▸ Exercise brief: From the line with "Q: Tag each instance of the man's hand" to the last line of the data below, repeat every line exactly and add nothing.

[Source records]
####
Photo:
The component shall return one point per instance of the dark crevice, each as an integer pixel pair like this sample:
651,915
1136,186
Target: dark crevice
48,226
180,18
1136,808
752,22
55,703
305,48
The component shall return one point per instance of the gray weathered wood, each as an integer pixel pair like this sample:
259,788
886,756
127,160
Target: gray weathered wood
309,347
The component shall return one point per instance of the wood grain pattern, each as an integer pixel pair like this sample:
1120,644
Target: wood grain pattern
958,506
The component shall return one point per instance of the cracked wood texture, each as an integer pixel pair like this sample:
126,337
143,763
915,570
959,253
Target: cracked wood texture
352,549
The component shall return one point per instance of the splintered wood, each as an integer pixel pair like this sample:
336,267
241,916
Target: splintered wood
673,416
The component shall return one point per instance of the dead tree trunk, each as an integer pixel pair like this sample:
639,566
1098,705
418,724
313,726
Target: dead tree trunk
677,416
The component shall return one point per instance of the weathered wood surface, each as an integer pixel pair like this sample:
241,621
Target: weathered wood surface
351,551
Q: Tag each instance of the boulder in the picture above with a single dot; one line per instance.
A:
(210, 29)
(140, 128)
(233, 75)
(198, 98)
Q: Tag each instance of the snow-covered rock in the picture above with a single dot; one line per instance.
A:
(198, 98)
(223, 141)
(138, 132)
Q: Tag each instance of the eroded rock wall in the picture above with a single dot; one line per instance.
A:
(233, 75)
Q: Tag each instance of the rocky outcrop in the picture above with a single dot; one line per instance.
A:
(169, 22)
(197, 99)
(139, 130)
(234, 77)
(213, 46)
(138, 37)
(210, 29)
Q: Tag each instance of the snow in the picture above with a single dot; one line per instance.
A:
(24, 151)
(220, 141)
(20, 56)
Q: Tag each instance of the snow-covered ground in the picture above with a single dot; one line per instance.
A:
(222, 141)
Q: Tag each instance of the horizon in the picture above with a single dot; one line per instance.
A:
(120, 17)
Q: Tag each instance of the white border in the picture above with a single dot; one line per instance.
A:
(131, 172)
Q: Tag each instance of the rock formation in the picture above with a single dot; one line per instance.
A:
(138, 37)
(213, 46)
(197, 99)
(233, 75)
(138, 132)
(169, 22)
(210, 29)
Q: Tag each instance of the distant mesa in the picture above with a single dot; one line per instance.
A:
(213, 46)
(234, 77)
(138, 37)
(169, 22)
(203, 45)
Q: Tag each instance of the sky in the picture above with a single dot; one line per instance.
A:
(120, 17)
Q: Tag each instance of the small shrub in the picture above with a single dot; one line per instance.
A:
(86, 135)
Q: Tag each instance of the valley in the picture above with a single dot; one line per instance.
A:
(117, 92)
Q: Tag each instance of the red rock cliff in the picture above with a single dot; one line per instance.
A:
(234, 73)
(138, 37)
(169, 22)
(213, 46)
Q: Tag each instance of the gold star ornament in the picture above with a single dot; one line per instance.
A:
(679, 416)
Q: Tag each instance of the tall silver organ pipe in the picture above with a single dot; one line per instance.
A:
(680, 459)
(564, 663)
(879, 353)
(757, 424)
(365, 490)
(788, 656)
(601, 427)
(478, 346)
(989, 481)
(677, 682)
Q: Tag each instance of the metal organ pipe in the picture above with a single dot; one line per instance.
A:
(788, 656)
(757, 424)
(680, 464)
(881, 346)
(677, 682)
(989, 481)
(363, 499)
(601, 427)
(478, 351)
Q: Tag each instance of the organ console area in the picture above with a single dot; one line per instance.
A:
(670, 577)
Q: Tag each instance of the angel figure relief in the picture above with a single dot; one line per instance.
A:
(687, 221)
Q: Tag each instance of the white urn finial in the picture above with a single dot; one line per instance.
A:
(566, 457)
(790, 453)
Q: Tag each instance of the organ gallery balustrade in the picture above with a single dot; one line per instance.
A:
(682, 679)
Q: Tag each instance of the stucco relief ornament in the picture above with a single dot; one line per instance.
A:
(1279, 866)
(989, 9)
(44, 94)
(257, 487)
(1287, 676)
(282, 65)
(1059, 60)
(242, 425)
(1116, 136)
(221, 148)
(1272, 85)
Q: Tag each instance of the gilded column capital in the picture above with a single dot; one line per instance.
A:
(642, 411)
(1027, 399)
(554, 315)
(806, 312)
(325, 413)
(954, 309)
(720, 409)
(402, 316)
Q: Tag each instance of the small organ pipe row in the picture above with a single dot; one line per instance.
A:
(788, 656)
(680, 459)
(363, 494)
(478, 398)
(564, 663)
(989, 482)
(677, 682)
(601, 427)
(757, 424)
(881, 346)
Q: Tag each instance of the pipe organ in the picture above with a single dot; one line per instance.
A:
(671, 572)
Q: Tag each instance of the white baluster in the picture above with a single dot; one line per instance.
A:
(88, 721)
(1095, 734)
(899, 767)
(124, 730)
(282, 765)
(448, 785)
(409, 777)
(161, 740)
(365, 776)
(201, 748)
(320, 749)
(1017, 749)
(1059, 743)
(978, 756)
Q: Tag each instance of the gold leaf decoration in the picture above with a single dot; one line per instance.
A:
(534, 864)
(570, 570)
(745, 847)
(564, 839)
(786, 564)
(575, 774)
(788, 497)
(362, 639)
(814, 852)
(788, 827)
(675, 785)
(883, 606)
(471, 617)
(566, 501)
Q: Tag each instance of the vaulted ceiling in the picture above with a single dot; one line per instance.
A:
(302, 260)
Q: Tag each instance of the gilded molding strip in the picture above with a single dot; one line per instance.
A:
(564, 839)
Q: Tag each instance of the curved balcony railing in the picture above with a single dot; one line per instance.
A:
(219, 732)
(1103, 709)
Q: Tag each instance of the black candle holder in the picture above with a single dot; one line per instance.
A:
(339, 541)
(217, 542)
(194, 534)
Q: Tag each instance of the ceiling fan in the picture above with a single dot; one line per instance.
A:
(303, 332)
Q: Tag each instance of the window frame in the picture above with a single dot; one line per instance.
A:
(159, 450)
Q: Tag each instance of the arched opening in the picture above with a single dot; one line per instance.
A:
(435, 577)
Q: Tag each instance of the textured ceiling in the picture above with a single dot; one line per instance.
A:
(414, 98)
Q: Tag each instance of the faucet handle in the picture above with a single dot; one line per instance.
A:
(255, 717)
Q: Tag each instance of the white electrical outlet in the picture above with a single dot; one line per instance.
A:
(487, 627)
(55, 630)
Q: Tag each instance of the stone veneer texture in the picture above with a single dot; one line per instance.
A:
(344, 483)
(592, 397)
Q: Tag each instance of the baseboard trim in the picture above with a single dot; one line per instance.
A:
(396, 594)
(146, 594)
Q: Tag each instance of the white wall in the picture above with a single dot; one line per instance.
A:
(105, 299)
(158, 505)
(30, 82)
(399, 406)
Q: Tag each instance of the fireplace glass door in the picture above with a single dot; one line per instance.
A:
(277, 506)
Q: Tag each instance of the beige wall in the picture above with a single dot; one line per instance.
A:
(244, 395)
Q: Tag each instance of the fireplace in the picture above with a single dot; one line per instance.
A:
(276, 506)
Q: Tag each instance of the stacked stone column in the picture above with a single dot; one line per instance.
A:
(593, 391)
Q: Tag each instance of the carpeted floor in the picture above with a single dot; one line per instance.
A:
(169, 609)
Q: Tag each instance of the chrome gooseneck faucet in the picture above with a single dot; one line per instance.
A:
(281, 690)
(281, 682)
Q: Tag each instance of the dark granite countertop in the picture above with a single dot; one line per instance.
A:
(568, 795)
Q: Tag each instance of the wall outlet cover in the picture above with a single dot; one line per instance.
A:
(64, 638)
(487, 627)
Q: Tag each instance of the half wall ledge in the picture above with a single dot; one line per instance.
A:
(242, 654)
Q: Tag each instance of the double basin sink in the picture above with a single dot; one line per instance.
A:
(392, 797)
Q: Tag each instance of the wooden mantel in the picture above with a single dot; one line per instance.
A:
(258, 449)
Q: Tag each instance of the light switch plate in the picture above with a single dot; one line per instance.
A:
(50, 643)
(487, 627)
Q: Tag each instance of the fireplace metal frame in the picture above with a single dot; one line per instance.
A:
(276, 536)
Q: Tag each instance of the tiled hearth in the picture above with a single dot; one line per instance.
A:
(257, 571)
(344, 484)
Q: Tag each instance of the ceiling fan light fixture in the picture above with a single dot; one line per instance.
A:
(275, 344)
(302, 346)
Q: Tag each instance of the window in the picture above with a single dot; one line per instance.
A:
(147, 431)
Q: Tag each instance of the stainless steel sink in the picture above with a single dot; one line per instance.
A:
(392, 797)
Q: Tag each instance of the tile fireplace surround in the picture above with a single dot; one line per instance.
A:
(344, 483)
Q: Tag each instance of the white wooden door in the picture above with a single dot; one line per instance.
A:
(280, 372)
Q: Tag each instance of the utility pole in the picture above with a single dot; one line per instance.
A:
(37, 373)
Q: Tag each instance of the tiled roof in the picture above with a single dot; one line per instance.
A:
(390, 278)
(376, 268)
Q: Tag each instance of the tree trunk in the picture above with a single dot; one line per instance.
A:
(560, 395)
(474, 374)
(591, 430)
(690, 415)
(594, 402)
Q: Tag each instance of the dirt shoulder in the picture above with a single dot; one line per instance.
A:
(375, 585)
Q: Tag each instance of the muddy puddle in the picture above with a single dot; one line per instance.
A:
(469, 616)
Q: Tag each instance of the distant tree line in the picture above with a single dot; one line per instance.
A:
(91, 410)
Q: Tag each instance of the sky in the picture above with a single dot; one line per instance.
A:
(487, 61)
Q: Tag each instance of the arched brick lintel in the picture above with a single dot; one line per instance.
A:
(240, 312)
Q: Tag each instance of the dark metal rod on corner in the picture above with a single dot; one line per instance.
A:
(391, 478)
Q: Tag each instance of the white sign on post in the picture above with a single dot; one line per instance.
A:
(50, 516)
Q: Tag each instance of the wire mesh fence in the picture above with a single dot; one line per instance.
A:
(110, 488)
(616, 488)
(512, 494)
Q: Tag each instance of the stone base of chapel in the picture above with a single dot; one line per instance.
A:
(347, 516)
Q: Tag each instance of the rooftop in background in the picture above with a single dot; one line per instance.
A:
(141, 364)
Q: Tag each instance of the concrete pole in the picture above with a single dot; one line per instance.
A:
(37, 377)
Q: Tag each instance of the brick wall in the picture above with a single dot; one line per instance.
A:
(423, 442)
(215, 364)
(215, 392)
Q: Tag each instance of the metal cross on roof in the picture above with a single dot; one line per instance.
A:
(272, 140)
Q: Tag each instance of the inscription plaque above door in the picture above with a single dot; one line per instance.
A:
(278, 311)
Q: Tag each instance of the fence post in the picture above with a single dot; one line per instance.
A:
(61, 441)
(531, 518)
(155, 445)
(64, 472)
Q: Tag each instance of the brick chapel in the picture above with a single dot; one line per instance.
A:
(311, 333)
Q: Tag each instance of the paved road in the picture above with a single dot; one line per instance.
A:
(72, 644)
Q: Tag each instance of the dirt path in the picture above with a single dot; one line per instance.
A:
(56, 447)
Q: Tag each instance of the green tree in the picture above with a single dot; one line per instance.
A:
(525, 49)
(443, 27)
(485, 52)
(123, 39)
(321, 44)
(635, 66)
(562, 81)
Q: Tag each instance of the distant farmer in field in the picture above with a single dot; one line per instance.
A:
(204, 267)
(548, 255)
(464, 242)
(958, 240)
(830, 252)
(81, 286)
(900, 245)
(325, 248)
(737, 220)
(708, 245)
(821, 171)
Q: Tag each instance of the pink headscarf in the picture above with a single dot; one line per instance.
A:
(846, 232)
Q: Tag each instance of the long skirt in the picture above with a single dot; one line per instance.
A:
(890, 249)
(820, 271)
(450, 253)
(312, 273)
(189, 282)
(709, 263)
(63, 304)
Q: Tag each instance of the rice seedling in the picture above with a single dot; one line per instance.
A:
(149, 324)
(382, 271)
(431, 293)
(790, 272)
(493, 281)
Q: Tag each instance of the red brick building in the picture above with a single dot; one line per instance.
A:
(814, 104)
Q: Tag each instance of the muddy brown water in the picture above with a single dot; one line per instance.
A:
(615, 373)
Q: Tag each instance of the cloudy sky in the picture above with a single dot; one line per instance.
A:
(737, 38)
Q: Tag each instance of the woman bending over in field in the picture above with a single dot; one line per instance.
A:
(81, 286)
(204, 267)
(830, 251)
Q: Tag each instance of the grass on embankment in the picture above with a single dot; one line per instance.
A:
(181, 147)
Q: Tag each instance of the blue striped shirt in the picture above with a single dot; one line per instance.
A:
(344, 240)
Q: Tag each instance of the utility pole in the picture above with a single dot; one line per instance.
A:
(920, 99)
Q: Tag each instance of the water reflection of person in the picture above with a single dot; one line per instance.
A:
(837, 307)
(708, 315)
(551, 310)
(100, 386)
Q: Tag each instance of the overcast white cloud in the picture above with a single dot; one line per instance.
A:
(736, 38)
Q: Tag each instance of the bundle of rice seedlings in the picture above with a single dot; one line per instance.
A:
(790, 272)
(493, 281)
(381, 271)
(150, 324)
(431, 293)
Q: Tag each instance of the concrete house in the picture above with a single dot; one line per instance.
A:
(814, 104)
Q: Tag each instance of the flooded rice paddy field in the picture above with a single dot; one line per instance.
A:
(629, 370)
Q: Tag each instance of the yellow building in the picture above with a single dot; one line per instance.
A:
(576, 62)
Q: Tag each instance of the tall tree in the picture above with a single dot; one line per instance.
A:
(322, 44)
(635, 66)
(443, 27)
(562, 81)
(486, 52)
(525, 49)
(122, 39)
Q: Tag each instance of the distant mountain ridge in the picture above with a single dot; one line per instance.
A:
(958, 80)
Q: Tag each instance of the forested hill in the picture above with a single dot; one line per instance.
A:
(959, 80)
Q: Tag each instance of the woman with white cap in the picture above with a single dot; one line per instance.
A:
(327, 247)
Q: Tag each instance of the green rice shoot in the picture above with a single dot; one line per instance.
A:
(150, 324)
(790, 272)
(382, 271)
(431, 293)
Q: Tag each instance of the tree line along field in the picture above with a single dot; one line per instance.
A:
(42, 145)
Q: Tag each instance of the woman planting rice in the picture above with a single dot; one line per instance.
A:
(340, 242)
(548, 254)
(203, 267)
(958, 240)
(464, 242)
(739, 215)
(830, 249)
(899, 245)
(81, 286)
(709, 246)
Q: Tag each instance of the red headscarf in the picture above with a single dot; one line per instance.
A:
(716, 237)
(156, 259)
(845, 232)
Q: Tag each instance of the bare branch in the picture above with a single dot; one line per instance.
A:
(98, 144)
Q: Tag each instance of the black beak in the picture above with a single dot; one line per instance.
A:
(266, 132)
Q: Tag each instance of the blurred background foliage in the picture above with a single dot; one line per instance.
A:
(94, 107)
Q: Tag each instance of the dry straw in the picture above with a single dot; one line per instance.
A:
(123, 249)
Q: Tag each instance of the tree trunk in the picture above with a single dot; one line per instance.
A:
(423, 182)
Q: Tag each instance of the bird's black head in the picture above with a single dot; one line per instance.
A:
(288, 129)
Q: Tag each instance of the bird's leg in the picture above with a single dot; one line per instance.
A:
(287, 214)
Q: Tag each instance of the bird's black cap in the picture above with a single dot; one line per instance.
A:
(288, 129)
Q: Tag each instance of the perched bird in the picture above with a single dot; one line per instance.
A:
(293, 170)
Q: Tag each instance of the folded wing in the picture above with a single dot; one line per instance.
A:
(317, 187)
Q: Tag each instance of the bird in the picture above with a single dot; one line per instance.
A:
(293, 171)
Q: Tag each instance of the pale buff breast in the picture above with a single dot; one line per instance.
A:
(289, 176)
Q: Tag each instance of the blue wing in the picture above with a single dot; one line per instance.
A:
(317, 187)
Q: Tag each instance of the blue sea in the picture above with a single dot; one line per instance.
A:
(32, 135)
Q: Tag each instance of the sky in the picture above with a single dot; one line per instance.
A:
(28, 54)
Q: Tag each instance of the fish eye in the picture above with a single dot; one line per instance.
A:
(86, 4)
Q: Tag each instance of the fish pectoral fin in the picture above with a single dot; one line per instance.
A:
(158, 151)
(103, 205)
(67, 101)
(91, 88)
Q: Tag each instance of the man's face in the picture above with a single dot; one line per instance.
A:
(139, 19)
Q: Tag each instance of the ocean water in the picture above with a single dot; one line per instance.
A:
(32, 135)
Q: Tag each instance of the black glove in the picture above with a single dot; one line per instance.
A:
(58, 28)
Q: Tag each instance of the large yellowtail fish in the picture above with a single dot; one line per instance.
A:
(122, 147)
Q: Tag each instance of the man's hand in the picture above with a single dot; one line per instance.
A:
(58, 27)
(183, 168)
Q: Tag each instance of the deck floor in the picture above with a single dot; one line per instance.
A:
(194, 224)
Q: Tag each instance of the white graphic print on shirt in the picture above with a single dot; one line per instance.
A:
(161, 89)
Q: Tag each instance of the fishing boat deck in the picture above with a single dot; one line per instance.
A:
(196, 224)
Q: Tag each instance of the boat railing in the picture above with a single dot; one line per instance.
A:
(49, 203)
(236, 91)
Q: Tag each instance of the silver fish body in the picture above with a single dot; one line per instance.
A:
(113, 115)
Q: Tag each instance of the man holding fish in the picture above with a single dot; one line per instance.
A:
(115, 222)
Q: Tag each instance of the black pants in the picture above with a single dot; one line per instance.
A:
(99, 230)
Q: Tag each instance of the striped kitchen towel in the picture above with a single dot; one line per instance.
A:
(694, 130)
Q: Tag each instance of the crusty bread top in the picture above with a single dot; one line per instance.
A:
####
▸ Solution for this task:
Q: Tag each instance of the man's hand in the picture above with a single dot; one line per instance.
A:
(58, 27)
(183, 168)
Q: Tag each instance of the deck floor in the picture above with a single dot; one line per instance.
A:
(194, 224)
Q: Tag each instance of the white graphic print on shirt in the picture above with a single dot; one line per instance.
A:
(161, 89)
Q: Tag each instance of the fishing boat deck in the picture above with a single dot; one line per instance.
A:
(196, 224)
Q: Tag each instance of the boat railing in the picture above with a single dot; one line per instance.
A:
(49, 203)
(236, 91)
Q: Tag each instance of the silver fish body in the picture above with a single dot; one line per instance.
A:
(113, 115)
Q: Tag each instance of the man holding fish in the picture above with a single dot; one line per instance.
A:
(115, 222)
Q: Tag each instance of the black pants in the picture above with a single dot; one line per instance.
A:
(99, 230)
Q: Tag each instance of the striped kitchen towel in the picture above with a single dot; one line per instance.
A:
(694, 130)
Q: Tag each instance of the crusty bread top in the picture above with a single dot; one line per instance.
A:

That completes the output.